On the last day of the meeting the ISCB Publication Committee organised a dedicated session on “Demystifying the World of Scientific Publishing”, as to most researchers the “under the hood” processes of how publishing works is every bit as much a black box as Machine Learning is. Co-hosted by our Editorial Board Member Francis Ouellette and Ragothaman Yennamalli, the session covered essential topics such as navigating the publication process, ethical considerations, different publishing models, and managing rejections. With Editors participating and presenting from many Computational Biology journals such as PLOS Computational Biology, Bioinformatics Advances, Database Journal, and ourselves. It covered many of our favourite topics, Patricia Palagi presenting on reproducible published on FAIR, Alex Bateman again covering the use of LLMs in writing papers (see our recent policies updates on the topic), and our Editor in Chief Scott Edmunds covered the tricky topic of challenges with reviewers: reviewing fatigue, acknowledgement, and dealing with delays and rejections. Making a depressing topic a bit lighter by presenting it through the medium of Canadian icon John Candy films, and also providing suggestions of making the review process more scalable through applying the FAIR priciples to it, making peer reviews more interoperable and reusable (see for example our preprint review and Sciety integration). The session then concluded with a panel, with lots of audience questions demonstrating how this is a topic badly in need of demystification.
Next year ISMB will be located in Liverpool, and we look forward to some further BOSC, Beatles and Bioinformatics experiences in 2025.
References
Carpenter EJ at al. Access to RNA-sequencing data from 1,173 plant species: The 1000 Plant transcriptomes initiative (1KP). Gigascience. 2019 Oct 1;8(10):giz126. doi:10.1093/gigascience/giz126.
Jarvis ED et al. Avian Phylogenomics Consortium. Phylogenomic analyses data of the avian phylogenomics project. Gigascience. 2015 Feb 12;4:4. doi:10.1186/s13742-014-0038-1.
Armit C. (2024). Trust and Transparency in Reporting Machine Learning: The DOME-GigaScience Press Trial. Bioinformatics Open Source Conference 2024 (BOSC2024), Montreal. Zenodo. https://doi.org/10.5281/zenodo.12752392
Walsh I, et al. DOME: recommendations for supervised machine learning validation in biology. Nat Methods. 2021 Oct;18(10):1122-1127. doi:10.1038/s41592-021-01205-4.
Akshay A et al. Machine Learning Made Easy (MLme): a comprehensive toolkit for machine learning-driven data analysis. Gigascience. 2024 Jan 2;13:giad111. doi:10.1093/gigascience/giad111.

WORK ITEM A — Rewrite the paragraph of the meeting report that begins "On the last day of the meeting" as a short bulleted list that keeps its main facts.
WORK ITEM B —
Answer these questions from the meeting report:
(i) Who co-hosted the session on scientific publishing?
(ii) Where will ISMB be held next year?
(iii) In which journal and year was the paper with DOME recommendations for supervised machine learning validation in biology published?
The lines that come after the meeting report have no connection to it.

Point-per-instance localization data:
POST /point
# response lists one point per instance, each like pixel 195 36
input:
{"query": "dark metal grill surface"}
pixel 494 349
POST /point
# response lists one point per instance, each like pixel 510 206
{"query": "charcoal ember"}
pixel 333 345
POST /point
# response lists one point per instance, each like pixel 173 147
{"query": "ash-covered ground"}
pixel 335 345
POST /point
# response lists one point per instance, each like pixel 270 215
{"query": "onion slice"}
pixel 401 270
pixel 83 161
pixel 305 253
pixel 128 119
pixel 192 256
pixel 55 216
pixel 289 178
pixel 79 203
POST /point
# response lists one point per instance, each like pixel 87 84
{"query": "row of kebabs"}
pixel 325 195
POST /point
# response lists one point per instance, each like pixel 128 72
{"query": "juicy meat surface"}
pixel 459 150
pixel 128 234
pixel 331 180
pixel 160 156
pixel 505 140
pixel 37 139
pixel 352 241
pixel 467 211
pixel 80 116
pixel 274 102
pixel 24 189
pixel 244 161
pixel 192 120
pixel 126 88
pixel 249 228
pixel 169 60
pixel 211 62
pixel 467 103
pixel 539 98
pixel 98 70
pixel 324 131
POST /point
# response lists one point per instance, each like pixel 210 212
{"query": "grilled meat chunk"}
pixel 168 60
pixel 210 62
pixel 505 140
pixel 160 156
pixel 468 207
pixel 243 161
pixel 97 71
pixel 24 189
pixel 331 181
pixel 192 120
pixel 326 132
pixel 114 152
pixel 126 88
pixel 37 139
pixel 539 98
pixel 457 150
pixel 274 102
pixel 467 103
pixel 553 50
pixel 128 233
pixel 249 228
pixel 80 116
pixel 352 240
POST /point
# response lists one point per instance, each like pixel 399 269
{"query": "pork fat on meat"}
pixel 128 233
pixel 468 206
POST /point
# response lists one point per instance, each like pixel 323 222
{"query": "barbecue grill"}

ANSWER AREA A —
- On the meeting's last day, the ISCB Publication Committee held a session called "Demystifying the World of Scientific Publishing." Most researchers see how publishing works as much of a black box as Machine Learning.
- Editorial Board Member Francis Ouellette and Ragothaman Yennamalli co-hosted it.
- It covered navigating the publication process, ethical considerations, different publishing models and managing rejections.
- Editors from Computational Biology journals took part, including PLOS Computational Biology, Bioinformatics Advances, Database Journal and the report's own journal.
- Patricia Palagi presented on FAIR.
- Alex Bateman spoke on using LLMs in writing papers.
- Editor in Chief Scott Edmunds covered challenges with reviewers: reviewing fatigue, acknowledgement, and dealing with delays and rejections. He used John Candy films to lighten the topic. He also suggested applying the FAIR principles to peer review to make reviews more interoperable and reusable.
- A panel closed the session. Its many audience questions showed the topic badly needs demystification.

ANSWER AREA B —
(i) Francis Ouellette and Ragothaman Yennamalli
(ii) Liverpool
(iii) Nat Methods, 2021